*WHAT THE TASK ASKS*.
Write out every one of the records below word for word, without changing anything.

──────── GIVEN DATA ────────

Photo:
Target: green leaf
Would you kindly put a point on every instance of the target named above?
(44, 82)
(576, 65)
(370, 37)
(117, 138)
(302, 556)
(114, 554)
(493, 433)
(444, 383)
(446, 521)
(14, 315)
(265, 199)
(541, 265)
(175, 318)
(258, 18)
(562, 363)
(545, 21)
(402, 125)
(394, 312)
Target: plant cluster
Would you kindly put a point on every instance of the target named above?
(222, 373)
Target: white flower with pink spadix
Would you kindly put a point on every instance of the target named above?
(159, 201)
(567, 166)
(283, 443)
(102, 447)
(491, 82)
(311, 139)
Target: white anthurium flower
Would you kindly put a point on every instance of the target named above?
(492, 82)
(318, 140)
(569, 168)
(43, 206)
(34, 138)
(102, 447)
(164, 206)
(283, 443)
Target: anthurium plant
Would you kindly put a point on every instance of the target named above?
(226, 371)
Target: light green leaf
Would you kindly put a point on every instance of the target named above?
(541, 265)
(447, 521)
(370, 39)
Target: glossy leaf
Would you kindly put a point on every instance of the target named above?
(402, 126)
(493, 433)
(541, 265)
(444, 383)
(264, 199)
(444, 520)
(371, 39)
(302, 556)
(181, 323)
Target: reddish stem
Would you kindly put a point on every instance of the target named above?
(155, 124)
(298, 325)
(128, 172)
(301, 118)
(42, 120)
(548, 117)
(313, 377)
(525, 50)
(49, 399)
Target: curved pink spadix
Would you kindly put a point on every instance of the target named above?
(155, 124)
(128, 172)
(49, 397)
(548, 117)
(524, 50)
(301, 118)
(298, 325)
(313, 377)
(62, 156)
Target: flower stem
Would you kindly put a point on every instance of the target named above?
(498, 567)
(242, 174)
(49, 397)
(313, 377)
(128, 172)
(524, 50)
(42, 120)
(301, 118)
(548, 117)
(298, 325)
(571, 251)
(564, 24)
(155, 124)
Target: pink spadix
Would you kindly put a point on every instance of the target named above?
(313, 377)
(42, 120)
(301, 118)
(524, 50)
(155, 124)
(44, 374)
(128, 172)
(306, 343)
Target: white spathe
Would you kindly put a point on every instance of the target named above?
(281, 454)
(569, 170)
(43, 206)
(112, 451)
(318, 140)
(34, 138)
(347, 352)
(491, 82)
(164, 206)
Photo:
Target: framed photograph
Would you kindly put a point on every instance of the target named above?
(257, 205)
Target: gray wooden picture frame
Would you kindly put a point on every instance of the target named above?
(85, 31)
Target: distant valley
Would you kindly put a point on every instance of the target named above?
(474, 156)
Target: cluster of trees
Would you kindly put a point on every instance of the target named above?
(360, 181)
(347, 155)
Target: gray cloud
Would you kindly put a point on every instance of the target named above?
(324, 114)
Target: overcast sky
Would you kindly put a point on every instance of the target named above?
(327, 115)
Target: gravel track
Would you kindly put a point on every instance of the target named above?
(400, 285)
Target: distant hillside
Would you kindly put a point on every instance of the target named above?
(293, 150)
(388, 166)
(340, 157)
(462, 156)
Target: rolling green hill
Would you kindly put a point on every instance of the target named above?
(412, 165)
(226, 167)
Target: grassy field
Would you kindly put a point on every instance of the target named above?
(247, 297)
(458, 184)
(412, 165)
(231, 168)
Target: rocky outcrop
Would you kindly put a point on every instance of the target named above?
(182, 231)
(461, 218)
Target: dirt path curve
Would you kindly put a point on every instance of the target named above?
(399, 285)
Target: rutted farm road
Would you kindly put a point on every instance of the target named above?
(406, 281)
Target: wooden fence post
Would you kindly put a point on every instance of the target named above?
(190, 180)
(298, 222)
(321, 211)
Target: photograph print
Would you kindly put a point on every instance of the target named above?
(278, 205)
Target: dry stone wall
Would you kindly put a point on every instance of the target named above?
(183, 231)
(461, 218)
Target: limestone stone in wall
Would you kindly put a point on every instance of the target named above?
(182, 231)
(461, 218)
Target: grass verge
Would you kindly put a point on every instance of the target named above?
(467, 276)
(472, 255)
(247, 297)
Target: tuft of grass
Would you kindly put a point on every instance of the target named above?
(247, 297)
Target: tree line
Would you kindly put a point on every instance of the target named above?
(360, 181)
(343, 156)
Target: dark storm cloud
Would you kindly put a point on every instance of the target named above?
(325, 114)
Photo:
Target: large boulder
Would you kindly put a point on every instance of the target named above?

────────

*OUTPUT FOR THIS TASK*.
Photo:
Target: green leaf
Would you kindly put a point on every instance of the target named above?
(44, 82)
(576, 65)
(370, 37)
(117, 138)
(302, 556)
(114, 554)
(493, 433)
(444, 383)
(446, 521)
(14, 315)
(265, 199)
(541, 265)
(175, 318)
(258, 18)
(562, 363)
(545, 21)
(402, 125)
(394, 312)
Target: plant cluster
Would you kindly put a point on every instance of the target named above?
(222, 373)
Target: white flower with pink spadix
Would you kindly put a point on every instance of the target named above?
(159, 201)
(567, 166)
(283, 443)
(102, 447)
(491, 82)
(311, 139)
Target: white anthurium flower
Would you kindly put a point on every instance of the target named above?
(492, 82)
(318, 140)
(569, 168)
(43, 206)
(34, 138)
(102, 447)
(164, 206)
(283, 443)
Target: anthurium plant
Would you kindly put a point on every instance of the target named above?
(226, 371)
Target: light green leaf
Would you kindly put a point on every instance of the target named above?
(541, 265)
(447, 521)
(370, 39)
Target: glossy leaf
Would you kindly put a point on every instance of the target named above?
(402, 126)
(493, 433)
(541, 265)
(444, 383)
(264, 199)
(444, 520)
(371, 39)
(302, 556)
(181, 323)
Target: reddish stem
Would you kindly put a point on every instance of the target named above?
(155, 124)
(298, 325)
(128, 172)
(301, 118)
(42, 120)
(548, 117)
(313, 377)
(525, 50)
(49, 399)
Target: curved pink spadix
Would you kindly put a point on every instance of the target named above?
(155, 124)
(128, 172)
(49, 397)
(548, 117)
(524, 50)
(301, 118)
(298, 325)
(313, 377)
(62, 156)
Target: flower stem
Would you kindly put a point on every instance of the target named above?
(498, 567)
(242, 174)
(49, 397)
(313, 377)
(128, 172)
(524, 50)
(42, 120)
(301, 118)
(548, 117)
(298, 325)
(571, 251)
(564, 24)
(155, 124)
Target: pink spadix
Would you kindly put a point on every instance of the target named above?
(313, 377)
(42, 120)
(301, 118)
(524, 50)
(155, 124)
(44, 374)
(128, 172)
(306, 343)
Target: white spathe
Would you kindly put a point on every instance of the target named above?
(281, 454)
(569, 170)
(43, 206)
(112, 451)
(318, 140)
(34, 138)
(347, 352)
(491, 82)
(164, 206)
Photo:
Target: framed photograph
Would you kindly put a point on every instance of the target named above?
(257, 205)
Target: gray wooden picture frame
Would you kindly put a point on every instance of the target named above?
(85, 31)
Target: distant valley
Would you kindly put a point on every instance of the target named above?
(474, 156)
Target: cluster of trees
Would you kindly put a point on every instance of the target named above?
(360, 181)
(347, 155)
Target: gray cloud
Would you kindly put a point on every instance of the target named above?
(324, 114)
Target: overcast sky
Would you kindly put a point on every instance of the target named above?
(327, 115)
Target: gravel track
Would you kindly put a point on every instance of the target named above?
(400, 285)
Target: distant hillside
Would you kindly put a point on every instance of the target named above?
(293, 150)
(388, 166)
(340, 157)
(462, 156)
Target: rolling green hill
Would you kindly put a point on every instance of the target named above?
(412, 165)
(226, 167)
Target: grassy field
Would you kindly put a point on every instance of the target named above?
(247, 297)
(458, 184)
(412, 165)
(231, 168)
Target: rocky outcrop
Would you kindly put a point on every instance of the target named above?
(182, 231)
(461, 218)
Target: dirt path curve
Would you kindly put a point on every instance of the target named above?
(399, 285)
Target: rutted farm road
Would you kindly put a point on every instance of the target named above?
(406, 281)
Target: wooden fence post
Would you kindly put a point on every instance of the target named above?
(190, 180)
(298, 222)
(321, 211)
Target: photograph print
Would you kindly put a point on every instance of the target named above?
(278, 205)
Target: dry stone wall
Would you kindly put a point on every instance of the target named above?
(183, 231)
(461, 218)
Target: limestone stone in wall
Would you kindly put a point on every instance of the target named above?
(182, 231)
(461, 218)
Target: grass verge
Would you kindly put a point on every instance of the target named above?
(467, 276)
(472, 255)
(247, 297)
Target: tuft of grass
Would you kindly put a point on every instance of the target named above?
(247, 297)
Target: tree line
Would you kindly put a point on every instance of the target named above?
(360, 181)
(343, 156)
Target: dark storm cloud
Would you kindly put a point on every instance of the target named above?
(325, 114)
Photo:
Target: large boulder
Would you kindly put a point on every instance of the target named above?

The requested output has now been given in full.